- Opening Delimiter -
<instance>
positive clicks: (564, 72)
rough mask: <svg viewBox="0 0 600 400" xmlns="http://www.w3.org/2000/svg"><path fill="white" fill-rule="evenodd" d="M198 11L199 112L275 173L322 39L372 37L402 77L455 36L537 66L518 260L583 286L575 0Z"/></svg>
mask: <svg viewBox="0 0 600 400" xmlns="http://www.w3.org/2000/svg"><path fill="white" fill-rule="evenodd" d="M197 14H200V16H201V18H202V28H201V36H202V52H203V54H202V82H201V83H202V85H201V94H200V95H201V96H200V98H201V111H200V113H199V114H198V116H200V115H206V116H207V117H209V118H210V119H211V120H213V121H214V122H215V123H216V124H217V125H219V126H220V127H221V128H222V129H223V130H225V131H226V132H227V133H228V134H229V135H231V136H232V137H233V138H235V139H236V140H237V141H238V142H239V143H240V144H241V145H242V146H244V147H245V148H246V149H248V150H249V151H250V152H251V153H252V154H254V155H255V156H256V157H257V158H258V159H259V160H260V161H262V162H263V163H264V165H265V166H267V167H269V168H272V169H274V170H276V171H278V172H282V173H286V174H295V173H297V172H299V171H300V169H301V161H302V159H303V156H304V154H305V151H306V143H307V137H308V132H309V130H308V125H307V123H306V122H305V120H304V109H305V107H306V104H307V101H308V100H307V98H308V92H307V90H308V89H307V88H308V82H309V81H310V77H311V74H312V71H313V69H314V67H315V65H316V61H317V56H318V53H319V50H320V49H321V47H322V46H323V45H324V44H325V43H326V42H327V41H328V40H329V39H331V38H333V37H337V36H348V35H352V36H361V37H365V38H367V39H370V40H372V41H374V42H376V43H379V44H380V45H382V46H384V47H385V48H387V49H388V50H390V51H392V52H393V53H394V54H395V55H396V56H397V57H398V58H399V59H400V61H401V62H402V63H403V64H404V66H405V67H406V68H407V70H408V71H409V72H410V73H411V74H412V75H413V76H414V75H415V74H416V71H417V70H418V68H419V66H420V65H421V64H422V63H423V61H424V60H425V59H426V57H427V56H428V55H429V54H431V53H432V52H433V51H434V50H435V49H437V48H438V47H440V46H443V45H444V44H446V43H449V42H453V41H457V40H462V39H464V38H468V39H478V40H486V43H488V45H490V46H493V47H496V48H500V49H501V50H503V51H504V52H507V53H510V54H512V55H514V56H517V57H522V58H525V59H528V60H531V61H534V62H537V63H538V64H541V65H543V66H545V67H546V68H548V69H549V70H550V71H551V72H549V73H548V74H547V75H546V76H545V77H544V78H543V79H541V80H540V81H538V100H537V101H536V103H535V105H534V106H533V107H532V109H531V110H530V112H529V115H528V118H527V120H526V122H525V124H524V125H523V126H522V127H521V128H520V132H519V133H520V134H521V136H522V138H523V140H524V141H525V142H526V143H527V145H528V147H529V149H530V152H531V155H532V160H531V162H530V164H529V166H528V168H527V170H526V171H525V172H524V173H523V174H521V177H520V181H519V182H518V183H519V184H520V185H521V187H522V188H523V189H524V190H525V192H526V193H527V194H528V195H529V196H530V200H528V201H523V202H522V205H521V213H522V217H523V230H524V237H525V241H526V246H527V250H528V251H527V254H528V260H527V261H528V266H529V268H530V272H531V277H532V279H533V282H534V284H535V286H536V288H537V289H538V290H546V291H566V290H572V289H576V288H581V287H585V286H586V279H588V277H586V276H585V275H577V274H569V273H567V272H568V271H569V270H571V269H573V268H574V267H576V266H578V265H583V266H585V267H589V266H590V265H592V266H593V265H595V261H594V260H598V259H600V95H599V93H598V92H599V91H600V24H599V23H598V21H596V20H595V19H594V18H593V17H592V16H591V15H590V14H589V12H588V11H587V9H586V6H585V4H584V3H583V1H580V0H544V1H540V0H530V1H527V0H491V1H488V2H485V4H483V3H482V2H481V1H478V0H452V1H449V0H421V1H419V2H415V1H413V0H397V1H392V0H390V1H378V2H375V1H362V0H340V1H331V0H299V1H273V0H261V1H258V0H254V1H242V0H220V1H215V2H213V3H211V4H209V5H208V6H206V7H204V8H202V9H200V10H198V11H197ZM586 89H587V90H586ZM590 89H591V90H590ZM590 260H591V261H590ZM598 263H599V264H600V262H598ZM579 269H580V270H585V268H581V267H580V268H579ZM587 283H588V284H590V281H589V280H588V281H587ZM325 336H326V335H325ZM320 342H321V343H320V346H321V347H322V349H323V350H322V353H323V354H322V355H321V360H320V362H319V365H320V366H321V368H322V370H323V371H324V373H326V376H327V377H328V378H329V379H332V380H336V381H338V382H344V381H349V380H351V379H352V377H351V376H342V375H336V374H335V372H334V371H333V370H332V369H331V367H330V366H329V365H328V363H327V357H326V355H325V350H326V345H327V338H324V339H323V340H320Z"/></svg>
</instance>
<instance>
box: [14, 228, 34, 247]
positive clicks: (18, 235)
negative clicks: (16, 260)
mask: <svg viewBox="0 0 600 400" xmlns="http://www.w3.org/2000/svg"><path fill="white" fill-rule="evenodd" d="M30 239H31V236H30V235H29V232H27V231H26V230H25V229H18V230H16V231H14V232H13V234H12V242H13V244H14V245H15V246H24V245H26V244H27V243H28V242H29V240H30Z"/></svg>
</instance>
- Closing Delimiter -
WHAT NEEDS TO BE DONE
Where a line in the listing above includes the string "clicks", copy that line.

REPLY
positive clicks: (564, 72)
positive clicks: (18, 235)
negative clicks: (16, 260)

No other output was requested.